Trecho selecionado:
○ ○ ○ ○ ○ ○ ○
“A abstenção afeta sobretudo os eleitores da base da pirâmide social e econômica. Os eleitores de baixa renda e baixa escolaridade, porque o custo de ir votar, o esforço, o investimento é muito elevado. Para o analfabeto, é o custo do constrangimento de confessar o analfabetismo na mesa da seção eleitoral.” Essa foi a análise do reconhecido cientista político Antonio Lavareda, ao fim da totalização de votos do primeiro turno das eleições, realizadas no último domingo, 2 de outubro. 

Lavareda fala de pessoas escondidas atrás dos seguintes números: mo primeiro turno, a abstenção foi recorde, atingindo uma taxa de 20,95%, segundo o Tribunal Superior Eleitoral (TSE). O que representa pouco mais de 32,7 milhões de eleitores. Rondônia foi o estado que registrou a maior fatia de abstenções, de 24,65%, seguido do Mato Grosso, com taxa de 23,38%. Em Goiás o percentual foi de 21,7%. Nesta eleição, 156,4 milhões de brasileiros estavam aptos para votar, de acordo com TSE. Em 2018, última eleição presidencial, a taxa de abstenção ficou em 20,33% no primeiro turno, com 29,9 milhões de eleitores fora das urnas.

Lula (PT) conquistou 57.179.064 dos votos válidos, faltaram apenas 1,8 milhão para ser eleito no primeiro turno, o que poderia ter acontecido se a abstenção tivesse sido menor – se as pessoas por trás dos números tivessem realmente um acesso favorável à urna. Já Bolsonaro (PL) teve 51.052.598 dos votos válidos.  Além dos mais de 32 milhões que não votaram, do total de 156,4 milhões de eleitores aptos, cerca de 3,4 milhões anularam o voto e 1,9 milhão votaram em branco, totalizando 4,4% dos votos totais.

Estes são números – e pessoas – que tomam agora a atenção dos candidatos a presidente que vão ao segundo turno. Como a fala de Lavareda indica, a abstenção tem um perfil e tende a ampliar no segundo turno.
○ ○ ○ ○ ○ ○ ○
Material fornecido:
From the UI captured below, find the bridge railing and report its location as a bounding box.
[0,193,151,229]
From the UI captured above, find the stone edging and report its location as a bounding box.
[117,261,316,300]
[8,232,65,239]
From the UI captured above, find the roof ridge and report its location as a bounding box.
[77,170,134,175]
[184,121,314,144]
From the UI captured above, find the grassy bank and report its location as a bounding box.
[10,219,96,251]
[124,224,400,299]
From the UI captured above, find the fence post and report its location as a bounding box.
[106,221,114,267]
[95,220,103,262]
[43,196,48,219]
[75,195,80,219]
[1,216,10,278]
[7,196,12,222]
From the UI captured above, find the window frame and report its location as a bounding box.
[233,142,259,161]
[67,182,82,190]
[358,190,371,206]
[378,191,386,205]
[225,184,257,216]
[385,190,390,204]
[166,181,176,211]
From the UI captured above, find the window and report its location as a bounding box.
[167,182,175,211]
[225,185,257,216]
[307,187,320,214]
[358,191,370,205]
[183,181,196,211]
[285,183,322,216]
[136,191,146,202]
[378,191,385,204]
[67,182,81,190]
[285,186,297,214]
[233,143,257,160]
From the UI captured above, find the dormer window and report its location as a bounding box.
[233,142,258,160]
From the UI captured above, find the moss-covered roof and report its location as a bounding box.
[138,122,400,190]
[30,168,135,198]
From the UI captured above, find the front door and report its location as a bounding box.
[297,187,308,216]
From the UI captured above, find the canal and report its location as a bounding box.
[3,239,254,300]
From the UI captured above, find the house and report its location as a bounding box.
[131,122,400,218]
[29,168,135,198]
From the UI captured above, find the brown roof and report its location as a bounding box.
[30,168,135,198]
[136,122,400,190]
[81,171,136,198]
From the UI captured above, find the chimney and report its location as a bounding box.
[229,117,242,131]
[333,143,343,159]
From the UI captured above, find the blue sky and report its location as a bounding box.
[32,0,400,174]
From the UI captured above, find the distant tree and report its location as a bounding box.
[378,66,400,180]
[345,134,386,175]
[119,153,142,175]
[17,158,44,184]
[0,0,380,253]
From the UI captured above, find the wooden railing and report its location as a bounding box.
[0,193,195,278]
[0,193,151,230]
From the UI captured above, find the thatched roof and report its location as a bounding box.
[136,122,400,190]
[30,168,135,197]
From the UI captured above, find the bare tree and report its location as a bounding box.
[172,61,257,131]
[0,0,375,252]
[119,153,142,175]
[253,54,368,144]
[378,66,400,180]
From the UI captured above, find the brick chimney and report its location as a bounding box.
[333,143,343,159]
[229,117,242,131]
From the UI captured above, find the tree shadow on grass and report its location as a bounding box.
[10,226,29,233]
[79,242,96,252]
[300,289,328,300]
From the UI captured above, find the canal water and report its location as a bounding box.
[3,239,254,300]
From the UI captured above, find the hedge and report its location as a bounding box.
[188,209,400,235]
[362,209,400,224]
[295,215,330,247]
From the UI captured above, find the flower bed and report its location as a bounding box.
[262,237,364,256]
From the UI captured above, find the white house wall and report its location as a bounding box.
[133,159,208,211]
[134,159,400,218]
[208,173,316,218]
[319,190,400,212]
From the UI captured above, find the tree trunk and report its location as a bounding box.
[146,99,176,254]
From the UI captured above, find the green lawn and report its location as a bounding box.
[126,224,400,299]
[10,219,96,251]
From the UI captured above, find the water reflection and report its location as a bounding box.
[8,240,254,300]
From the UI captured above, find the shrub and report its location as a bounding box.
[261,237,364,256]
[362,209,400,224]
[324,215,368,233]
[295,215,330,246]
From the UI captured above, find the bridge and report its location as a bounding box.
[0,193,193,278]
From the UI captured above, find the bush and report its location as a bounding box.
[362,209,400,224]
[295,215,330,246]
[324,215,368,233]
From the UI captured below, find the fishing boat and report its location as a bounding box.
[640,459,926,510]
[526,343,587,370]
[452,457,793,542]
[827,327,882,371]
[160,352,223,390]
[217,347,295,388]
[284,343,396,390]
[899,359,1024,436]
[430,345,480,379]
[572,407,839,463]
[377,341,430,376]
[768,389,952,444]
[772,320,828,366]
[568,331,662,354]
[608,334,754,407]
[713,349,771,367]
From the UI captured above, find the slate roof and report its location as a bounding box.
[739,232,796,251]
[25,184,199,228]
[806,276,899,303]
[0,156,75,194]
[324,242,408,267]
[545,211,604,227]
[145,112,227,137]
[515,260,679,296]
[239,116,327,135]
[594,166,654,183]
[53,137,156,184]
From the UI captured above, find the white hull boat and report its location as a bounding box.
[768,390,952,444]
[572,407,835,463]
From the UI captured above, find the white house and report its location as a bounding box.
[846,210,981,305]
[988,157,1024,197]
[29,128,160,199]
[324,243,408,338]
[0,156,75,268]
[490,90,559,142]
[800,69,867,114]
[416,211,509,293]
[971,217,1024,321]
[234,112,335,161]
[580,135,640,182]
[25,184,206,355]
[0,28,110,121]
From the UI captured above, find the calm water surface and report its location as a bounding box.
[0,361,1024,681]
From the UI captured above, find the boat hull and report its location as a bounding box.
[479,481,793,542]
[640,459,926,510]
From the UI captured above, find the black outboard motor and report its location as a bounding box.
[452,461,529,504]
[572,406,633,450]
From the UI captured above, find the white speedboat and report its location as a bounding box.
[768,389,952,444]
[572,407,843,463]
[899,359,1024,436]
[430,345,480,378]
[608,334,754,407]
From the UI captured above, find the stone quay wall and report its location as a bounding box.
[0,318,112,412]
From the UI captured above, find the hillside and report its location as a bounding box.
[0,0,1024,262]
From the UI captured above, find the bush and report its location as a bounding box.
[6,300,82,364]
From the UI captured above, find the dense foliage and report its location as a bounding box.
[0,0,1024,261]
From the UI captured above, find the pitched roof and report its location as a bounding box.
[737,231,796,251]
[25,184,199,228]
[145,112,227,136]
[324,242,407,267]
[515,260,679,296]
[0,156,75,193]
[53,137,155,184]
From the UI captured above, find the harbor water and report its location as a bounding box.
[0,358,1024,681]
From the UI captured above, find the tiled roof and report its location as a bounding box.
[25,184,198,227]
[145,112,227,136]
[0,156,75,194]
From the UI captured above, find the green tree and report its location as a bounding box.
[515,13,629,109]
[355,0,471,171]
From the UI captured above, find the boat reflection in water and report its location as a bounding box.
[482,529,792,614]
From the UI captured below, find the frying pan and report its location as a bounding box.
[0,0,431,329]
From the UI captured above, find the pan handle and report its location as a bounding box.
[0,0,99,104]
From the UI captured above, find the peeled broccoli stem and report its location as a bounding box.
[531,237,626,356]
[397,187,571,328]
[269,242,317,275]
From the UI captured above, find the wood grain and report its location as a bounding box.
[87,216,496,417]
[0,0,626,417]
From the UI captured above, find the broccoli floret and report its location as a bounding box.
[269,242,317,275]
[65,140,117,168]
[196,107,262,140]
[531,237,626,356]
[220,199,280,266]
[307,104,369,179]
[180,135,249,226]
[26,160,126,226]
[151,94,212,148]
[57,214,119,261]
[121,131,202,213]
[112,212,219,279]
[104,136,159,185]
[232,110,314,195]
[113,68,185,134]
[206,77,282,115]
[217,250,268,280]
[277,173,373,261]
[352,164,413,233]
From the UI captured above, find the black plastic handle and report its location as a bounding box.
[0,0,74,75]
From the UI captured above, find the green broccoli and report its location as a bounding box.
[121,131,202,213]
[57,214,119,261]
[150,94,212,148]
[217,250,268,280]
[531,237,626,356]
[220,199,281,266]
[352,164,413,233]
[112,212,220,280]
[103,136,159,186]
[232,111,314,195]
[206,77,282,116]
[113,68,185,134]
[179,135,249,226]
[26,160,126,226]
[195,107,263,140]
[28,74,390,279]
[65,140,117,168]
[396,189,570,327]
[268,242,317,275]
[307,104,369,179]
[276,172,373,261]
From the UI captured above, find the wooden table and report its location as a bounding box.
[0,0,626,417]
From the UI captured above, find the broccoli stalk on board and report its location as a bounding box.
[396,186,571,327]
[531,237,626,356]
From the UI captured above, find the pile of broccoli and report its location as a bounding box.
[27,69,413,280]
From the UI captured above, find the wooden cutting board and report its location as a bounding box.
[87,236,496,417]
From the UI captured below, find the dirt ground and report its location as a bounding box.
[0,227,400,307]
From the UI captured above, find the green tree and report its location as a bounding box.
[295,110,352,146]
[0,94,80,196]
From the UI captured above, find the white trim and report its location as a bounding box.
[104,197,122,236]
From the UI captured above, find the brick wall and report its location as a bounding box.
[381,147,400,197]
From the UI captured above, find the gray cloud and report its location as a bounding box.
○ ○ ○ ○ ○ ○ ○
Objetivo do exercício:
No trecho sobre a abstenção eleitoral, qual estado teve a maior taxa de abstenção no primeiro turno? O material é independente do trecho.

Resultado da tarefa:
Rondônia, com 24,65%.